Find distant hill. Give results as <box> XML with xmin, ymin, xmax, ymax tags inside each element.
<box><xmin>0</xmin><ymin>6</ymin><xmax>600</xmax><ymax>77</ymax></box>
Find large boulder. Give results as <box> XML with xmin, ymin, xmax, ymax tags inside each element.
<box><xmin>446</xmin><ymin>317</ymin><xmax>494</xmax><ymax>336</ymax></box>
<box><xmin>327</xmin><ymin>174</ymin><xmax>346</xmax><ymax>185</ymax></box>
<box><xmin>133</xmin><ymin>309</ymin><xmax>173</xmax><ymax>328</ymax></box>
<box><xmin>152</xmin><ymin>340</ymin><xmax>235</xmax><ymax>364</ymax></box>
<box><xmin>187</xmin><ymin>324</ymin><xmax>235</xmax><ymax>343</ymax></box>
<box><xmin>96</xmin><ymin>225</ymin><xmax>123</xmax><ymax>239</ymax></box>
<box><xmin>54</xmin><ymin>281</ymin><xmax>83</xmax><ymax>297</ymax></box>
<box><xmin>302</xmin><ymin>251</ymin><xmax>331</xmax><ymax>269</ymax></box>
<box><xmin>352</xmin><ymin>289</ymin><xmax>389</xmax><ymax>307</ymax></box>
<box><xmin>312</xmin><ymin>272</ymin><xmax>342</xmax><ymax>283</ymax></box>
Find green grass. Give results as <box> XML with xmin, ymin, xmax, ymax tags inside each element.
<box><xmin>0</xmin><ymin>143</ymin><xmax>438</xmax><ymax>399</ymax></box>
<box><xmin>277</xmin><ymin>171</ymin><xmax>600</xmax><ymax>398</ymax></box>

----------------------------------------

[What is being asked] Please render the data above as a Markdown table with two columns, Line and Content: number each nonblank line in order and put its text beside the number.

[Exercise solution]
| Line | Content |
|---|---|
| 1 | Find distant hill. Give results as <box> XML with xmin, ymin, xmax, ymax tags inside each element. |
| 2 | <box><xmin>0</xmin><ymin>6</ymin><xmax>600</xmax><ymax>77</ymax></box> |
| 3 | Find large boulder. Give results as <box> XML with xmin, ymin, xmax, ymax tags inside each element. |
| 4 | <box><xmin>446</xmin><ymin>317</ymin><xmax>494</xmax><ymax>336</ymax></box> |
| 5 | <box><xmin>327</xmin><ymin>174</ymin><xmax>346</xmax><ymax>185</ymax></box> |
| 6 | <box><xmin>133</xmin><ymin>309</ymin><xmax>173</xmax><ymax>328</ymax></box> |
| 7 | <box><xmin>152</xmin><ymin>340</ymin><xmax>235</xmax><ymax>364</ymax></box> |
| 8 | <box><xmin>187</xmin><ymin>324</ymin><xmax>235</xmax><ymax>343</ymax></box> |
| 9 | <box><xmin>96</xmin><ymin>225</ymin><xmax>123</xmax><ymax>239</ymax></box> |
| 10 | <box><xmin>54</xmin><ymin>281</ymin><xmax>83</xmax><ymax>297</ymax></box> |
| 11 | <box><xmin>302</xmin><ymin>251</ymin><xmax>331</xmax><ymax>269</ymax></box> |
| 12 | <box><xmin>352</xmin><ymin>289</ymin><xmax>389</xmax><ymax>307</ymax></box> |
| 13 | <box><xmin>312</xmin><ymin>272</ymin><xmax>342</xmax><ymax>283</ymax></box> |
| 14 | Find green grass. Give results as <box> XML with xmin, ymin, xmax, ymax tags inside each element. |
| 15 | <box><xmin>0</xmin><ymin>143</ymin><xmax>438</xmax><ymax>399</ymax></box> |
| 16 | <box><xmin>277</xmin><ymin>171</ymin><xmax>600</xmax><ymax>398</ymax></box> |